● Tarefas a fazer:
1. Traduza para o inglês esta frase do texto sobre o financiamento da Copa de 2014: "O estádio foi parte do legado deixado pelo investimento público na Copa do Mundo."
2. Por favor, dê seguimento ao texto sobre o financiamento da Copa de 2014 a partir do ponto em que ele termina.

● Texto citado:
***

Porém, 2014 não é tão longe assim. São apenas sete anos. É logo ali, como a África. E é bastante possível dizer que boa parte dos diversos problemas do Brasil não será solucionada até lá. É claro que a tendência, ainda que incerta, é que o mercado evolua, que o nível educacional médio suba e que a estrutura do país como um todo melhore. Mas muito daquilo que atravanca o desenvolvimento nacional irá continuar acontecendo, principalmente se levar em conta que dificilmente o Estado diminuirá de tamanho de maneira significativa. Isso quer dizer que quem vai financiar a Copa de 2014 será ninguém que não o Poder Público. Muito provavelmente, será o dinheiro proveniente dos tributos que irá pagar a conta final do investimento realizado para sediar o evento.
 
O fato de o Estado ser o principal financiador de um evento esportivo como a Copa do Mundo gerará grandes distorções na aplicação dos investimentos. Projetos serão escolhidos com critérios subjetivos, os materiais utilizados podem não ser da qualidade necessária, e a avaliação final dos resultados será muito mais política do que técnica. Problemas como estouros orçamentários e atraso de obras serão comuns, além de possíveis mudanças nos projetos durante a execução. E, talvez o pior de tudo isso, os projetos serão pensados muito mais pelo viés do retorno político da obra do que pela sua sustentabilidade.
 
Um caso clássico desse tipo de posicionamento foi o estádio Delle Alpi, da Juventus de Turim. Construído pelo poder público para a Copa de 1990 na Itália, o estádio virou uma dor de cabeça para o futebol italiano, principalmente para a Juventus, que se tornou dona do espaço. O estádio é enorme, suntuoso e bonito por fora. Porém, é frio, extremamente disfuncional, e tem lugares onde não é possível ter uma visão completa do gramado, que por sua vez fica longe das arquibancadas por conta de uma pista de atletismo que, pelo que me consta, foi utilizada uma única vez desde que o estádio foi inaugurado, quase vinte anos atrás. Não por acaso, a média de público da Juventus é pífia, quase no mesmo nível de jogo do Campeonato Brasileiro. O estádio foi parte do legado deixado pelo investimento público na Copa do Mundo.
 
Além desses problemas práticos de se investir o dinheiro público na realização de um evento do tamanho da Copa, há de se questionar como que um torneio como esse pode gerar um legado estrutural para o país. Afinal, melhorias estruturais, transporte, segurança, et al, são obrigações do Estado. É pra isso que eu e você pagamos impostos. Não precisa que aconteça um evento desse tipo para que o poder público pense em se mexer. Se, por exemplo, disserem que a Copa do Mundo trará melhorias na segurança pública do país, quem está pagando a Copa é o governo e todo mundo sabe que o país precisa de melhorias na segurança, por que esperar uma Copa do Mundo pra fazer isso? A mesma coisa vale para melhoria nas estradas e nos aeroportos. Todo mundo sabe que precisa melhorar. Precisa realmente da motivação futebolística para desamarrar os nós e fazer a coisa funcionar?

***

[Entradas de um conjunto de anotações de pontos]

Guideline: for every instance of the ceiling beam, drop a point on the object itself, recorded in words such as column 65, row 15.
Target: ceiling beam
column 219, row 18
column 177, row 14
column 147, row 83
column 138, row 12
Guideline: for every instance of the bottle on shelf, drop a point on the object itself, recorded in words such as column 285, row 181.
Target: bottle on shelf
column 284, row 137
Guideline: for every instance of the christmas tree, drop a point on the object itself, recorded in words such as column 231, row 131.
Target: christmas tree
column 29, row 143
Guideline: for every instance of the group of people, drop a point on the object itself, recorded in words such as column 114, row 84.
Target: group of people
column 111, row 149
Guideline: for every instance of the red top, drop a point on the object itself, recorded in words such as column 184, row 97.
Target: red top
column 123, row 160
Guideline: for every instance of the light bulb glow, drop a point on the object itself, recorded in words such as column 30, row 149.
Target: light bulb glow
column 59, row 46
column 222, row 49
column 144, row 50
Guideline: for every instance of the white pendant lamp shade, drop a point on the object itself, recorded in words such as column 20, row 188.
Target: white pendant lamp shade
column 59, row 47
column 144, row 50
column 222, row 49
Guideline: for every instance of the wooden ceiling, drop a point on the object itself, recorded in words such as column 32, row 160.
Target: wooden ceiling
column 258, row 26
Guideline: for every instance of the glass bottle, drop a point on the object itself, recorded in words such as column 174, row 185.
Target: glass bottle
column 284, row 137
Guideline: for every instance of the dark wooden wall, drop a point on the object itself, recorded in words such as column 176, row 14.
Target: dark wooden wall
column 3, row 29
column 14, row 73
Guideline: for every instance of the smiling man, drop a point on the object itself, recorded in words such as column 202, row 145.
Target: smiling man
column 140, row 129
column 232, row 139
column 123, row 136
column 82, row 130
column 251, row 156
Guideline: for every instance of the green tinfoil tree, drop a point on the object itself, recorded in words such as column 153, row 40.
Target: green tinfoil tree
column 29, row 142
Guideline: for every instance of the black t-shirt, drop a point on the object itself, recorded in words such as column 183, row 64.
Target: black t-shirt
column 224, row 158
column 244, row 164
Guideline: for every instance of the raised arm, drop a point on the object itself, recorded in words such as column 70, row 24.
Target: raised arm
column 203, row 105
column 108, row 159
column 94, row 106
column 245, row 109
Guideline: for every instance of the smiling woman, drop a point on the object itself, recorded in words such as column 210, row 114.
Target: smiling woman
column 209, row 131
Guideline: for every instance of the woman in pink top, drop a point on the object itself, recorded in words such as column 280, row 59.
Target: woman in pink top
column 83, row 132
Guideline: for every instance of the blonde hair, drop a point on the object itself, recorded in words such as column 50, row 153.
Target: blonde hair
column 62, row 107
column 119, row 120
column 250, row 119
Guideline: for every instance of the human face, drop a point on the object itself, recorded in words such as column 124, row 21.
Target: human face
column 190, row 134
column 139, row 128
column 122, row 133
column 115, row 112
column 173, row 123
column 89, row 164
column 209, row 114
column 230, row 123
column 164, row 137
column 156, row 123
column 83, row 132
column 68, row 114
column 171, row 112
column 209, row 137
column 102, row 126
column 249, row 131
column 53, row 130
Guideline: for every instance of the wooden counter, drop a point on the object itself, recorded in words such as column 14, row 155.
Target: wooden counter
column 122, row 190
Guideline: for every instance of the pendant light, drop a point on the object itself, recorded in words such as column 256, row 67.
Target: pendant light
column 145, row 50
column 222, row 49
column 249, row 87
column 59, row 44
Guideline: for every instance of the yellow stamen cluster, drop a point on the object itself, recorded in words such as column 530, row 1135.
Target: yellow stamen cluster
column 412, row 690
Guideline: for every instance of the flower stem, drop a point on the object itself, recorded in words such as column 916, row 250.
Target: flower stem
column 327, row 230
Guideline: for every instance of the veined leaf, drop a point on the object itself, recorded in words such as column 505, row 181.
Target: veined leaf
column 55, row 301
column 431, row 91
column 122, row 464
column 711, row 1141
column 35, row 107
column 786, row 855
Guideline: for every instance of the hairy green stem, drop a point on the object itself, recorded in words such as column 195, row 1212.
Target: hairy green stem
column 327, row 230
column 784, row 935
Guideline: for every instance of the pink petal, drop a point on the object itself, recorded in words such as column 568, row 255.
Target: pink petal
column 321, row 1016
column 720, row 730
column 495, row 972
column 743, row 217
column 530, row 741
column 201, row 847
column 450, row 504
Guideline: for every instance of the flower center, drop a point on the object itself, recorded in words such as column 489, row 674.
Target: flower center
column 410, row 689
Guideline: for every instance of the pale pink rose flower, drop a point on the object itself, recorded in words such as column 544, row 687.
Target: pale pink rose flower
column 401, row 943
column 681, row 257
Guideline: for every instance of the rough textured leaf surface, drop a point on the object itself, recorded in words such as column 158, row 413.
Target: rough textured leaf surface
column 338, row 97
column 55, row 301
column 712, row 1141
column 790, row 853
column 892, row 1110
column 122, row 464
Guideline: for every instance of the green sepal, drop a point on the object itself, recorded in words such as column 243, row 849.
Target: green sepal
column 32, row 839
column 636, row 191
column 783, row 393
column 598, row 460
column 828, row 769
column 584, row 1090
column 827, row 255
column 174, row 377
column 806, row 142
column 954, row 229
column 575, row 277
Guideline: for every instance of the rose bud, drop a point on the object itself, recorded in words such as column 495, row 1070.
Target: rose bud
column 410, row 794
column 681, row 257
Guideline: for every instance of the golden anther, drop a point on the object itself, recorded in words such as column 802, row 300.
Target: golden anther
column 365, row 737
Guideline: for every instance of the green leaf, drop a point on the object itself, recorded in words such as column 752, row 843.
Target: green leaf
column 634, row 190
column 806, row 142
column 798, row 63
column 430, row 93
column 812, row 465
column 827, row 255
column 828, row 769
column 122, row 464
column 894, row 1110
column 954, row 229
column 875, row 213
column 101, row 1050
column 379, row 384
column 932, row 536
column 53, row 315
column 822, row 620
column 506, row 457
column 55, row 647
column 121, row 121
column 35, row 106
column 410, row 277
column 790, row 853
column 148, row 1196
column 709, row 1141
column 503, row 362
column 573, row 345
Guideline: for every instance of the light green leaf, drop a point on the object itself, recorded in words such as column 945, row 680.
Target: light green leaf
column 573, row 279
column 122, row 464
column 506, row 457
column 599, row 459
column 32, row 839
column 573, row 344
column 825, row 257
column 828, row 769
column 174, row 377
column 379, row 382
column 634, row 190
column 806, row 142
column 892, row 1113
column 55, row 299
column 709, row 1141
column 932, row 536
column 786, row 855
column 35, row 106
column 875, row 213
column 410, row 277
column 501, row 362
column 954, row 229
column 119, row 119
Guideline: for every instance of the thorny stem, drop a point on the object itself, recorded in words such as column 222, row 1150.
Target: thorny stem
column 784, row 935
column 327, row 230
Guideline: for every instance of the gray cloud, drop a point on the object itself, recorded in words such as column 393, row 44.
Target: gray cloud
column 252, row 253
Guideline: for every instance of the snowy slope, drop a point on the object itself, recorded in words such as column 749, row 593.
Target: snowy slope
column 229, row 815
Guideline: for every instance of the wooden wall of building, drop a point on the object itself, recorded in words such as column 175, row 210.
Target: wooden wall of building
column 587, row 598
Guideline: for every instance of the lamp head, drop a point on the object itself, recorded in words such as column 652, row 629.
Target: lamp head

***

● Resultados:
1. The stadium was part of the legacy left by public investment in the World Cup.

2.
 
Não faz sentido.
 
Como também não faz sentido acreditar que os novos estádios serão uma benesse para o futebol brasileiro. O país ainda sofre com a herança da última vez que tentaram fazer estádios grandes e modernos, durante a ditadura militar. Criou-se, então, uma estrutura imaginária para o futebol nacional que acabou não se sustentando com a queda do regime. Desde então, o país sofre com o peso dos elefantes brancos. Ou melhor, com os amplos espaços vazios dos estádios, típicos de projetos feitos sem perspectiva de futuro e sustentabilidade, pensados unicamente no afã do momento político da inauguração. Igualzinho ao que provavelmente vai acontecer com a Copa de 2014.
 
O Pan indica que a iniciativa privada brasileira ainda não está muito disposta a investir em um evento esportivo. Em sete anos, dependendo, é possível que o cenário mude, mas não muito. Como a Copa do Mundo é imensuravelmente maior que o Pan, é óbvio que a boa vontade dos investidores privados deve aumentar. Entretanto, os ganhos políticos proporcionados pela Copa também serão enormes, principalmente se for levado em conta que 2014 é ano de eleição presidencial e para governador. Com isso, talvez a própria vontade de investimento público (dinheiro) por retorno político (voto) acabe sufocando o investimento privado. Dessa forma, pouca coisa deve mudar mesmo.
Quem vai acabar pagando a conta, é o governo federal.
 
Posteriormente, quem vai pagar é o futebol brasileiro, que terá que se virar pra sustentar uma herança desproporcional ao seu tamanho.
 
Estou louco para saber o que vai acontecer em 2014.
 
Vou pegar o meu De Lorean na garagem.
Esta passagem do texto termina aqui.